Emit the entire listing verbatim.

####

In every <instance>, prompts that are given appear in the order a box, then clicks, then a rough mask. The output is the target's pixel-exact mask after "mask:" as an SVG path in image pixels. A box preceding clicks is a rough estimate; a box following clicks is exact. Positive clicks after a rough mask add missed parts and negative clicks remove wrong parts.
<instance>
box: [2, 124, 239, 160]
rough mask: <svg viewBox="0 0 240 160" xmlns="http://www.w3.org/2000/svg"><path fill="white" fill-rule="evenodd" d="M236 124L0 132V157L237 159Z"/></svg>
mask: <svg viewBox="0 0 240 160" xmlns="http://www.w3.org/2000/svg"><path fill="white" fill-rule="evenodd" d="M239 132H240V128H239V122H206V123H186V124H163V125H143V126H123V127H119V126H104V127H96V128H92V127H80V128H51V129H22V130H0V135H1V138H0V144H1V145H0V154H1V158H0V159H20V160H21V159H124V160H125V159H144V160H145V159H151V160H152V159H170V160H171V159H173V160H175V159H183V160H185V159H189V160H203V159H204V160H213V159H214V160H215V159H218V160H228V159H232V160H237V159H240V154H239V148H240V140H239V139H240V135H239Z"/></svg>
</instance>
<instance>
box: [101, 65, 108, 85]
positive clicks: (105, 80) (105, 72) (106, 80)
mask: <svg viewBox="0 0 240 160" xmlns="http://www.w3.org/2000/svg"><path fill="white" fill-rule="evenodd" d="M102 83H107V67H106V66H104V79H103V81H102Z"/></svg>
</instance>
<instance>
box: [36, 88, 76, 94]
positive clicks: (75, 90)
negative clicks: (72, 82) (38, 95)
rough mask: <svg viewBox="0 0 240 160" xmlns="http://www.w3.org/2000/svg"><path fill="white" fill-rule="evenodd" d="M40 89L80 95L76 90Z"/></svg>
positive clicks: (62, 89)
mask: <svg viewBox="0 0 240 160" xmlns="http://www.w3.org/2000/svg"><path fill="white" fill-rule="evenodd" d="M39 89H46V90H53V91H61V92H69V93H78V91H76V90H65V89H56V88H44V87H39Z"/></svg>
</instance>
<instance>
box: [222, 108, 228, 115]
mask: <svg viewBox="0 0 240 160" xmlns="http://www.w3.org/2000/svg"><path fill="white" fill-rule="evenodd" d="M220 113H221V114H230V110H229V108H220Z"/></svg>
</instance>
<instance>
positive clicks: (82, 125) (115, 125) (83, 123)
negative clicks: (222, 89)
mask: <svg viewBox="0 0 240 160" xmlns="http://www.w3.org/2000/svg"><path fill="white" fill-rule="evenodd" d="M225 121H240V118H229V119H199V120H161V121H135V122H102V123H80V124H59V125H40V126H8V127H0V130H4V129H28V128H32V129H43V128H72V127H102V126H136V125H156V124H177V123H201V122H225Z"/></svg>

####

YOUR RESPONSE:
In every <instance>, prompts that are given appear in the order a box, then clicks, then a rough mask. The output is the target's pixel-exact mask after "mask:" as an SVG path in image pixels. A box preceding clicks is a rough estimate; a box following clicks is exact. Positive clicks after a rough mask add missed parts and negative clicks remove wrong parts.
<instance>
box: [2, 124, 239, 160]
rough mask: <svg viewBox="0 0 240 160" xmlns="http://www.w3.org/2000/svg"><path fill="white" fill-rule="evenodd" d="M236 124L0 132V157L237 159Z"/></svg>
mask: <svg viewBox="0 0 240 160" xmlns="http://www.w3.org/2000/svg"><path fill="white" fill-rule="evenodd" d="M239 132H240V128H239V122H206V123H186V124H163V125H143V126H123V127H119V126H104V127H96V128H92V127H80V128H51V129H22V130H0V135H1V138H0V144H1V145H0V154H1V158H0V159H20V160H21V159H124V160H125V159H144V160H145V159H151V160H152V159H170V160H171V159H173V160H175V159H183V160H185V159H189V160H203V159H204V160H213V159H214V160H215V159H218V160H228V159H232V160H237V159H240V154H239V148H240V140H239V139H240V135H239Z"/></svg>
</instance>
<instance>
box: [101, 65, 108, 85]
positive clicks: (105, 80) (105, 72) (106, 80)
mask: <svg viewBox="0 0 240 160" xmlns="http://www.w3.org/2000/svg"><path fill="white" fill-rule="evenodd" d="M102 83H107V67H106V66H104V79H103V81H102Z"/></svg>
</instance>
<instance>
box: [36, 88, 76, 94]
positive clicks: (75, 90)
negative clicks: (72, 82) (38, 95)
rough mask: <svg viewBox="0 0 240 160" xmlns="http://www.w3.org/2000/svg"><path fill="white" fill-rule="evenodd" d="M40 89L80 95L76 90Z"/></svg>
positive clicks: (62, 89)
mask: <svg viewBox="0 0 240 160" xmlns="http://www.w3.org/2000/svg"><path fill="white" fill-rule="evenodd" d="M39 89H46V90H53V91H61V92H69V93H78V91H76V90H65V89H56V88H44V87H39Z"/></svg>
</instance>
<instance>
box: [222, 108, 228, 115]
mask: <svg viewBox="0 0 240 160" xmlns="http://www.w3.org/2000/svg"><path fill="white" fill-rule="evenodd" d="M220 113H221V114H230V110H229V108H220Z"/></svg>
</instance>
<instance>
positive clicks: (82, 125) (115, 125) (83, 123)
negative clicks: (222, 89)
mask: <svg viewBox="0 0 240 160" xmlns="http://www.w3.org/2000/svg"><path fill="white" fill-rule="evenodd" d="M225 121H240V118H229V119H199V120H161V121H135V122H102V123H80V124H59V125H40V126H8V127H0V130H4V129H28V128H32V129H43V128H72V127H102V126H136V125H156V124H177V123H201V122H225Z"/></svg>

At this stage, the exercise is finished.